Passage given
•••
# True Shoulder Animals.



## AdequateRat (Mar 12, 2015)

*So, since a lot of people like to boast about their True Shoulder Rats on this site, I'd figure I would do some posting my self!*















_As you can see. My guinea pigs are True Shoulder Guinea pigs as they are comfortable enough to sit on my lower shoulder, which is formally known as a lap.
This is what makes them True Shoulder Guinea pigs. They are able to jump off my lap at ANY time, but they are trained not to as they are True Shoulder Guinea Pigs.

_








_This is my Green Cheeked Conure Parrot. He is a True Shoulder Green Cheeked Conure parrot, as he is CLEARLY on my shoulder. His wings are clipped, but he still sits on my shoulder which makes him a TRUE Shoulder Parrot._









_Last, but DEFINITELY not least. Meet my 8 True Shoulder Rats. They could easily jump out of the Card board box I put them in, but they choose not to.
•••
Exercises to complete
1. Reproduce the part of the forum post about True Shoulder animals that opens with the words containing "This is what" and closes with "are True Shoulder Guinea Pigs.".
2. Write what comes next in the forum post about True Shoulder animals, picking up after its last sentence.
The material placed after this is not needed.

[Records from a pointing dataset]
•••
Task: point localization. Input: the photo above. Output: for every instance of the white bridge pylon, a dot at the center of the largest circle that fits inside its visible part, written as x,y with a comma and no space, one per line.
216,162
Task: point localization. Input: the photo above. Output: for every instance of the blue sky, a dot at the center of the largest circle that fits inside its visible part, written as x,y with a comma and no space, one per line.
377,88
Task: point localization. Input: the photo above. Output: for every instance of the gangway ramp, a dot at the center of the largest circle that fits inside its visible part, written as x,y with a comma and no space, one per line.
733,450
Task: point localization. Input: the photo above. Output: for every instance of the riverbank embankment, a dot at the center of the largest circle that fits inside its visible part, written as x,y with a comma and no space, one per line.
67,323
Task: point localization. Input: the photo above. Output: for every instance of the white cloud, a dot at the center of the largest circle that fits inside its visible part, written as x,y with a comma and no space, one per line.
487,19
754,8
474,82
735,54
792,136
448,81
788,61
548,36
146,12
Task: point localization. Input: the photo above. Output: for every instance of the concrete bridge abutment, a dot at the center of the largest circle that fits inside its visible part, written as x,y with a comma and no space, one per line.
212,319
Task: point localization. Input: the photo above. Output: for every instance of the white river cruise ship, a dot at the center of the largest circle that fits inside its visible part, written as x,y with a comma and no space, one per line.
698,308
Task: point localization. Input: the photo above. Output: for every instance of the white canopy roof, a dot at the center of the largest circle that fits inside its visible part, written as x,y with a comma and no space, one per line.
•••
Exercise results
1.
This is what makes them True Shoulder Guinea pigs. They are able to jump off my lap at ANY time, but they are trained not to as they are True Shoulder Guinea Pigs.

2.
They are extremely super awesomely well-trained. But, I'm not going to teach you how to train TRUE shoulder rats as it is SUPER dangerous and I don't want your NON-TRUE shoulder rats getting hurt/injured.

Hope you enjoyed my TRUE shoulder Animals.

_


----------



## Fu-Inle (Jan 22, 2015)

My pet rock is a true shoulder rock, he's had many opportunities to run away but he chooses not to.


----------



## AdequateRat (Mar 12, 2015)

Fu-Inle said:


> My pet rock is a true shoulder rock, he's had many opportunities to run away but he chooses not to.


That must be some intense True shoulder rock training.

I salute you.


----------



## JAnimal (Jul 23, 2014)

How did you get your rock to do that. Mine always rolls away accompanied by my cat's paw. Hmmmm. XD


----------



## FallDeere (Sep 29, 2011)

I have a rock that was _born _to be a shoulder rock! He has sat where I put him for three days straight and I didn't even train him. It's amazing.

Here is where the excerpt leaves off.